→ AUFGABENSTELLUNG
Addiere zu jeder Koordinate in den Antworten 86 und gib dabei alle Zeilen der Auflistung von der Zeile mit „of the armco“ bis zum Ende der Auflistung samt den Anfragen erneut aus.

→ Datensätze zu Positionen von Objekten
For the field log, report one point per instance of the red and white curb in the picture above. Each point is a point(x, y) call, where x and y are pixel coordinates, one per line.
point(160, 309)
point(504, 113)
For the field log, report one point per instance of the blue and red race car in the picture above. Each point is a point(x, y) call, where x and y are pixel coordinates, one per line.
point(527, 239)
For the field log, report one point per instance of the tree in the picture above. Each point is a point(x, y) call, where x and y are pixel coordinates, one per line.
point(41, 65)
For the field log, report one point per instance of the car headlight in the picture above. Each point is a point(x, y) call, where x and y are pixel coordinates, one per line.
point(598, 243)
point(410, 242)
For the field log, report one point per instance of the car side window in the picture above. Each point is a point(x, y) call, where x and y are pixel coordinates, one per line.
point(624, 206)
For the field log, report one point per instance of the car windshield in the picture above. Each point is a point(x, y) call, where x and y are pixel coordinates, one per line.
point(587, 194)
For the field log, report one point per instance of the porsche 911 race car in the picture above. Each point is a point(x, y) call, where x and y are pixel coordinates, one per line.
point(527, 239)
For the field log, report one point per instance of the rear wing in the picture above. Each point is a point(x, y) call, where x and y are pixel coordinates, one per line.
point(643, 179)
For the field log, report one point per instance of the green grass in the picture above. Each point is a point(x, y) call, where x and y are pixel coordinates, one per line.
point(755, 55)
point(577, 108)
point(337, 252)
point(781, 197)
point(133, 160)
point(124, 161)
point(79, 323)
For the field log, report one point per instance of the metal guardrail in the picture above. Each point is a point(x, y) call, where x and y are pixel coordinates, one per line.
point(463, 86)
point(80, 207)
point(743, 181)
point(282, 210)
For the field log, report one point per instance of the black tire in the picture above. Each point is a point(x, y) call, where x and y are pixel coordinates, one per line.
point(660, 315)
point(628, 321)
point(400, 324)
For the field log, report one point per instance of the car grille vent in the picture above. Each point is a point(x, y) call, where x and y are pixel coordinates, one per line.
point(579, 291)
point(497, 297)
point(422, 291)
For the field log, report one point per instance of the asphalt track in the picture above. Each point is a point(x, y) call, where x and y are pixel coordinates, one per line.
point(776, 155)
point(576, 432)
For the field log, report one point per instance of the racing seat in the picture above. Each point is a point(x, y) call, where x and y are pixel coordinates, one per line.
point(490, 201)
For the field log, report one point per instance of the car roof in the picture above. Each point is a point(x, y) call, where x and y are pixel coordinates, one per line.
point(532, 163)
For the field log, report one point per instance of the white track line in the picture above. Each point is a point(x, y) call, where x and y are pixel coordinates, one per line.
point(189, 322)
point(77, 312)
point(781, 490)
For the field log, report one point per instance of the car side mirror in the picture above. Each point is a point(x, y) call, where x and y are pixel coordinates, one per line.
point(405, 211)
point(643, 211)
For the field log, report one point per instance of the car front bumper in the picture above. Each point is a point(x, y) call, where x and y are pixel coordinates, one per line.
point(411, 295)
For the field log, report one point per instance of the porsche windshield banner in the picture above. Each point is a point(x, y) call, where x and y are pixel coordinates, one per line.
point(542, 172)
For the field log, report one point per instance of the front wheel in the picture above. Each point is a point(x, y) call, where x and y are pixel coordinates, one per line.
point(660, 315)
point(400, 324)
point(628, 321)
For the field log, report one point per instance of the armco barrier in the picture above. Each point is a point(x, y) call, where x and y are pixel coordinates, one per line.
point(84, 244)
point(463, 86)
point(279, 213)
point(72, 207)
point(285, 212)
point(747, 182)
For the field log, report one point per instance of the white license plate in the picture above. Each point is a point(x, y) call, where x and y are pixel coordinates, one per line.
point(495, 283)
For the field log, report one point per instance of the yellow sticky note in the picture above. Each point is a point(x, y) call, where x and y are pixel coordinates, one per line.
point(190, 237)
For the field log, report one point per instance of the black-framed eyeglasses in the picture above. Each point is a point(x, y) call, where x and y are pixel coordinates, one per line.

→ SCHRIFTLICHE ANTWORT
For the field log, report one point per instance of the armco barrier in the picture above. Each point is a point(x, y) call, where x and y are pixel coordinates, one per line.
point(170, 330)
point(549, 172)
point(365, 299)
point(158, 293)
point(371, 298)
point(833, 268)
For the field log, report one point per instance of the white license plate in the picture above. Each point is a point(x, y) call, where x and y are pixel coordinates, one per line.
point(581, 369)
For the field log, report one point per instance of the yellow sticky note in the picture above. Each point is a point(x, y) call, where x and y are pixel coordinates, one per line.
point(276, 323)
For the field log, report one point per instance of the black-framed eyeglasses in the picture above. Each point is a point(x, y) call, where x and y are pixel coordinates, one per line.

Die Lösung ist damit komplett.